■ Directive: Could you present every item below as a numbered list, with any blank lines left out?

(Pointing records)
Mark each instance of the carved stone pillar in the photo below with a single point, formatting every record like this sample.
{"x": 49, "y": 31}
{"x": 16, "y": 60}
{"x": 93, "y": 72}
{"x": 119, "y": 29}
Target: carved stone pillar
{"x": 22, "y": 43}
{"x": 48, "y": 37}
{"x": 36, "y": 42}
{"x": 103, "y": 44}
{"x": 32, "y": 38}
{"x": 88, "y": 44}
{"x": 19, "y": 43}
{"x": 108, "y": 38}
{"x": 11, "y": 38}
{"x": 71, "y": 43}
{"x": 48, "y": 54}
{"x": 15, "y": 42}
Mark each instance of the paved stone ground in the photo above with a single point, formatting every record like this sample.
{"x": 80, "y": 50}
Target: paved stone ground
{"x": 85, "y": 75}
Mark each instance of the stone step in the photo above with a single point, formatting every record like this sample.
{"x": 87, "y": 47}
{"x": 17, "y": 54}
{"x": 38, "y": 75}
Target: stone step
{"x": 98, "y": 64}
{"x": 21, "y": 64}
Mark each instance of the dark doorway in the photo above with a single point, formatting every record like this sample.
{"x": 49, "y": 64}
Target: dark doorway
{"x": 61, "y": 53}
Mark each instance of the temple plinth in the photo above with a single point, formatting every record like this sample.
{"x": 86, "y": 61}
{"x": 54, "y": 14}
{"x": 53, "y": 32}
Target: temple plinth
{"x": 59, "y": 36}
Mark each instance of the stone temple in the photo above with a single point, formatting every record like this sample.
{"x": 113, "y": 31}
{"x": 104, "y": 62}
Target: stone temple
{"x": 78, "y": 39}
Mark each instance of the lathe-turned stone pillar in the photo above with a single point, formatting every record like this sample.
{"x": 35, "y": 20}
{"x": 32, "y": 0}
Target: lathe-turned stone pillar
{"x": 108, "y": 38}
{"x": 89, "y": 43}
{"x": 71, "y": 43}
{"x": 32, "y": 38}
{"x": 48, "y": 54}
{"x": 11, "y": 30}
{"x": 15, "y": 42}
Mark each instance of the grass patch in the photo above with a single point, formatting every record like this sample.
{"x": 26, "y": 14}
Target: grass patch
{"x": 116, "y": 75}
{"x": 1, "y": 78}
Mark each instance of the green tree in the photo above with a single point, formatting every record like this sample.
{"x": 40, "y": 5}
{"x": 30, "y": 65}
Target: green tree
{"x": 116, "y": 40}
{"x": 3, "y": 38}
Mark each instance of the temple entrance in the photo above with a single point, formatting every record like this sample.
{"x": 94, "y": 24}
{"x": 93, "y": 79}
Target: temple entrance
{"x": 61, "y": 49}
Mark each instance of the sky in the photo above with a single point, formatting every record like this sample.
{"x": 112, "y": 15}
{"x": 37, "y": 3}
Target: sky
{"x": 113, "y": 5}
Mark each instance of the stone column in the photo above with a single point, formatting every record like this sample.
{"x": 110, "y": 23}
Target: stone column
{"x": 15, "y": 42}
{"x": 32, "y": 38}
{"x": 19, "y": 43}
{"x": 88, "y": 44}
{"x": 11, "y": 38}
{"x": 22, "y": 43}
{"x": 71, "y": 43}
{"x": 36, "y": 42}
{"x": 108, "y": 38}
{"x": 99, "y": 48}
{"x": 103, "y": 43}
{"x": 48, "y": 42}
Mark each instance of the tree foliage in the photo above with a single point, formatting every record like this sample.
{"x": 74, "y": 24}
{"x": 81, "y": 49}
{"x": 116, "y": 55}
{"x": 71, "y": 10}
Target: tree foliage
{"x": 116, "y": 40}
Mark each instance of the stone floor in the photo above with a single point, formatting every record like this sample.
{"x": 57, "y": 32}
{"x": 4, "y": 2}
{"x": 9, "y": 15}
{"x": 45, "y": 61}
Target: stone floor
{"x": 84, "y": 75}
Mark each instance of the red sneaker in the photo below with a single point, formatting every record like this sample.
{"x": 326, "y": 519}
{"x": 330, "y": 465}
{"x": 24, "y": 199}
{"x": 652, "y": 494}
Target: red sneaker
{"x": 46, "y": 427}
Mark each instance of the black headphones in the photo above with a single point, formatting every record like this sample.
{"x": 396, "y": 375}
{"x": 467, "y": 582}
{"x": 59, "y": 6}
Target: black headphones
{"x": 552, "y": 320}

■ Completed exercise:
1. Mark each instance of the carved stone pillar in the photo below with a single point, formatting every record like this sample.
2. {"x": 49, "y": 31}
3. {"x": 16, "y": 60}
4. {"x": 93, "y": 72}
5. {"x": 119, "y": 29}
6. Target: carved stone pillar
7. {"x": 22, "y": 43}
8. {"x": 48, "y": 37}
9. {"x": 36, "y": 42}
10. {"x": 103, "y": 44}
11. {"x": 32, "y": 38}
12. {"x": 88, "y": 44}
13. {"x": 19, "y": 43}
14. {"x": 108, "y": 38}
15. {"x": 11, "y": 38}
16. {"x": 71, "y": 43}
17. {"x": 48, "y": 54}
18. {"x": 15, "y": 42}
19. Mark each instance of the paved stone ground in the photo above with a single point, formatting every record like this sample.
20. {"x": 80, "y": 50}
21. Target: paved stone ground
22. {"x": 85, "y": 75}
23. Mark each instance of the stone step in the photo above with a single point, formatting every record like this sample.
24. {"x": 87, "y": 47}
25. {"x": 17, "y": 54}
26. {"x": 38, "y": 75}
27. Target: stone step
28. {"x": 98, "y": 64}
29. {"x": 21, "y": 64}
30. Mark each instance of the dark doorway in the photo above with a single point, formatting every record like this sample.
31. {"x": 49, "y": 64}
32. Target: dark doorway
33. {"x": 61, "y": 53}
34. Mark each instance of the temple plinth in the photo above with a single point, formatting every record like this sample.
35. {"x": 86, "y": 61}
36. {"x": 54, "y": 14}
37. {"x": 53, "y": 32}
38. Target: temple plinth
39. {"x": 59, "y": 36}
40. Mark each instance of the stone temple in the photo above with a single point, formatting every record like this sample.
41. {"x": 113, "y": 31}
42. {"x": 104, "y": 62}
43. Target: stone temple
44. {"x": 78, "y": 39}
45. Mark each instance of the lathe-turned stone pillar in the photo above with a single point, formatting every record like this sample.
46. {"x": 35, "y": 20}
47. {"x": 32, "y": 0}
48. Target: lathe-turned stone pillar
49. {"x": 108, "y": 38}
50. {"x": 89, "y": 43}
51. {"x": 71, "y": 43}
52. {"x": 32, "y": 38}
53. {"x": 48, "y": 54}
54. {"x": 11, "y": 30}
55. {"x": 15, "y": 42}
56. Mark each instance of the grass patch in the photo above with a single point, formatting every record like this sample.
57. {"x": 26, "y": 14}
58. Target: grass patch
59. {"x": 116, "y": 75}
60. {"x": 1, "y": 78}
61. Mark each instance of the green tree in the photo above with a single point, formatting every record like this sample.
62. {"x": 40, "y": 5}
63. {"x": 30, "y": 65}
64. Target: green tree
65. {"x": 116, "y": 40}
66. {"x": 3, "y": 38}
67. Mark each instance of the temple entrance in the photo above with a single point, formatting every record like this sample.
68. {"x": 94, "y": 24}
69. {"x": 93, "y": 79}
70. Target: temple entrance
71. {"x": 61, "y": 49}
72. Mark each instance of the sky in the photo above with a single point, formatting every record like this sample.
73. {"x": 112, "y": 15}
74. {"x": 37, "y": 3}
75. Target: sky
76. {"x": 113, "y": 5}
77. Mark each instance of the stone column in the photo above with a single point, formatting every record like this sample.
78. {"x": 110, "y": 23}
79. Target: stone column
80. {"x": 15, "y": 42}
81. {"x": 32, "y": 38}
82. {"x": 19, "y": 43}
83. {"x": 88, "y": 44}
84. {"x": 11, "y": 38}
85. {"x": 22, "y": 43}
86. {"x": 71, "y": 43}
87. {"x": 36, "y": 42}
88. {"x": 108, "y": 38}
89. {"x": 99, "y": 48}
90. {"x": 103, "y": 43}
91. {"x": 48, "y": 42}
92. Mark each instance of the tree foliage in the photo above with a single point, formatting every record like this sample.
93. {"x": 74, "y": 24}
94. {"x": 81, "y": 49}
95. {"x": 116, "y": 55}
96. {"x": 71, "y": 10}
97. Target: tree foliage
98. {"x": 116, "y": 40}
99. Mark each instance of the stone floor in the photo above with a single point, formatting every record like this sample.
100. {"x": 57, "y": 32}
101. {"x": 4, "y": 2}
102. {"x": 9, "y": 15}
103. {"x": 45, "y": 61}
104. Target: stone floor
105. {"x": 84, "y": 75}
106. Mark each instance of the red sneaker in the photo below with a single point, formatting every record like this sample.
107. {"x": 326, "y": 519}
108. {"x": 330, "y": 465}
109. {"x": 24, "y": 199}
110. {"x": 652, "y": 494}
111. Target: red sneaker
112. {"x": 46, "y": 427}
113. Mark each instance of the black headphones in the photo above with a single point, formatting every record like this sample.
114. {"x": 396, "y": 375}
115. {"x": 467, "y": 582}
116. {"x": 59, "y": 6}
117. Target: black headphones
118. {"x": 552, "y": 320}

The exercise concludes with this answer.